### Given problem
Duplicate the data below character for character, leaving out the pictures.
■ ■ ■ ■
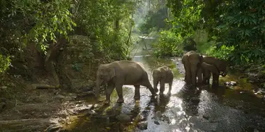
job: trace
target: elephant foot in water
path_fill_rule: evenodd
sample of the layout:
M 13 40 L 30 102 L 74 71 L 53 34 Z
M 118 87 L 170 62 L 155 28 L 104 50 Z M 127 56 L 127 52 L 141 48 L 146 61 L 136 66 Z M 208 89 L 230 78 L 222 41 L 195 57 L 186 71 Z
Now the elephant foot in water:
M 155 88 L 155 92 L 158 92 L 158 88 Z
M 122 98 L 120 98 L 117 100 L 117 103 L 122 104 L 124 102 L 124 99 Z
M 133 97 L 135 100 L 139 100 L 140 99 L 140 96 L 139 95 L 135 95 Z
M 104 104 L 104 105 L 109 105 L 109 101 L 107 101 L 107 100 L 105 100 L 105 101 L 104 101 L 104 102 L 103 102 L 103 104 Z

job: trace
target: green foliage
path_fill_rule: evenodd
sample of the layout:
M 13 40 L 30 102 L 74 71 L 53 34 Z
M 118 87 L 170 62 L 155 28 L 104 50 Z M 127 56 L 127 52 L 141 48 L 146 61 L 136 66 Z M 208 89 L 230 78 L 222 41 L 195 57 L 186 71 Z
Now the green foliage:
M 91 0 L 82 1 L 75 20 L 92 41 L 96 41 L 100 50 L 111 58 L 124 59 L 132 45 L 129 38 L 133 26 L 132 14 L 138 1 Z M 114 22 L 118 25 L 114 24 Z M 115 23 L 116 24 L 116 23 Z
M 75 61 L 73 63 L 72 69 L 77 72 L 81 72 L 81 65 L 77 62 Z
M 218 42 L 211 50 L 223 51 L 217 52 L 225 57 L 218 56 L 236 63 L 264 60 L 264 4 L 263 0 L 167 1 L 176 17 L 173 24 L 176 33 L 190 37 L 194 31 L 205 29 L 209 40 Z
M 11 62 L 10 56 L 4 56 L 0 54 L 0 74 L 4 73 Z
M 176 56 L 183 53 L 182 38 L 172 31 L 160 31 L 158 41 L 152 46 L 156 57 Z
M 234 51 L 234 47 L 233 46 L 227 47 L 225 45 L 222 45 L 220 49 L 217 49 L 216 46 L 212 46 L 206 51 L 206 53 L 208 55 L 211 55 L 222 60 L 229 60 L 231 58 L 234 57 L 231 56 L 231 53 Z
M 167 0 L 167 6 L 170 7 L 174 15 L 172 22 L 173 29 L 176 34 L 182 37 L 191 37 L 196 29 L 200 28 L 200 15 L 203 5 L 199 1 Z
M 159 9 L 158 11 L 149 11 L 145 16 L 144 22 L 139 26 L 142 33 L 148 34 L 152 31 L 158 31 L 166 27 L 167 8 Z
M 17 38 L 20 40 L 20 44 L 24 45 L 30 40 L 45 51 L 48 47 L 47 43 L 50 41 L 55 42 L 59 35 L 67 38 L 68 32 L 73 30 L 73 26 L 75 26 L 69 10 L 71 1 L 25 0 L 10 2 L 3 0 L 1 6 L 6 8 L 1 10 L 3 13 L 1 17 L 4 18 L 1 23 L 4 28 L 8 28 L 12 22 L 13 28 L 19 29 Z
■ ■ ■ ■
### Response
job: trace
target: elephant foot in water
path_fill_rule: evenodd
sample of the layout:
M 13 40 L 30 102 L 74 71 L 53 34 Z
M 118 87 L 170 62 L 155 28 L 104 50 Z M 127 56 L 127 52 L 141 48 L 146 61 L 136 66 Z M 208 89 L 230 78 L 222 41 L 195 57 L 186 71 Z
Now the elephant foot in water:
M 155 88 L 155 92 L 158 92 L 158 88 Z
M 122 98 L 120 98 L 117 100 L 117 103 L 122 104 L 124 102 L 124 99 Z
M 133 97 L 135 100 L 139 100 L 140 99 L 140 96 L 139 95 L 135 95 Z
M 104 104 L 104 105 L 109 105 L 109 101 L 107 101 L 107 100 L 105 100 L 105 101 L 104 101 L 104 102 L 103 102 L 103 104 Z

job: trace
target: green foliage
path_fill_rule: evenodd
sample of the layout:
M 13 40 L 30 102 L 74 71 L 53 34 Z
M 118 87 L 170 62 L 155 28 L 104 50 Z M 127 56 L 127 52 L 141 48 L 146 61 L 136 66 Z M 208 89 L 230 78 L 222 41 L 195 57 L 186 71 Z
Now the green foliage:
M 91 0 L 82 1 L 75 20 L 92 41 L 96 41 L 100 50 L 111 58 L 124 59 L 132 45 L 129 38 L 133 26 L 132 14 L 138 1 Z M 114 22 L 118 25 L 114 24 Z M 115 23 L 116 24 L 116 23 Z
M 75 61 L 73 63 L 72 69 L 77 72 L 81 72 L 81 65 L 77 62 Z
M 218 42 L 211 50 L 223 51 L 217 52 L 225 57 L 218 56 L 236 63 L 264 60 L 264 4 L 263 0 L 167 1 L 176 17 L 173 24 L 176 33 L 190 37 L 194 31 L 205 29 L 209 40 Z
M 11 62 L 10 56 L 4 56 L 0 54 L 0 74 L 4 73 Z
M 176 56 L 183 53 L 182 38 L 172 31 L 160 31 L 158 41 L 152 46 L 156 57 Z
M 234 51 L 234 47 L 233 46 L 227 47 L 225 45 L 222 45 L 220 49 L 217 49 L 216 46 L 212 46 L 206 51 L 206 53 L 208 55 L 211 55 L 222 60 L 229 60 L 231 58 L 234 57 L 231 56 L 231 53 Z
M 167 0 L 167 6 L 170 7 L 174 15 L 172 22 L 173 29 L 176 34 L 182 37 L 191 37 L 196 29 L 200 28 L 200 15 L 203 5 L 199 1 Z
M 159 9 L 158 11 L 149 11 L 145 16 L 144 22 L 139 26 L 142 33 L 148 34 L 152 31 L 158 31 L 166 27 L 167 8 Z
M 17 38 L 20 40 L 20 44 L 24 45 L 30 40 L 45 51 L 48 47 L 47 43 L 50 41 L 55 42 L 59 35 L 67 38 L 68 32 L 73 30 L 73 26 L 75 26 L 69 10 L 71 1 L 25 0 L 10 2 L 3 0 L 1 6 L 6 8 L 1 10 L 3 13 L 1 17 L 4 18 L 1 23 L 4 28 L 8 28 L 12 22 L 13 28 L 19 29 Z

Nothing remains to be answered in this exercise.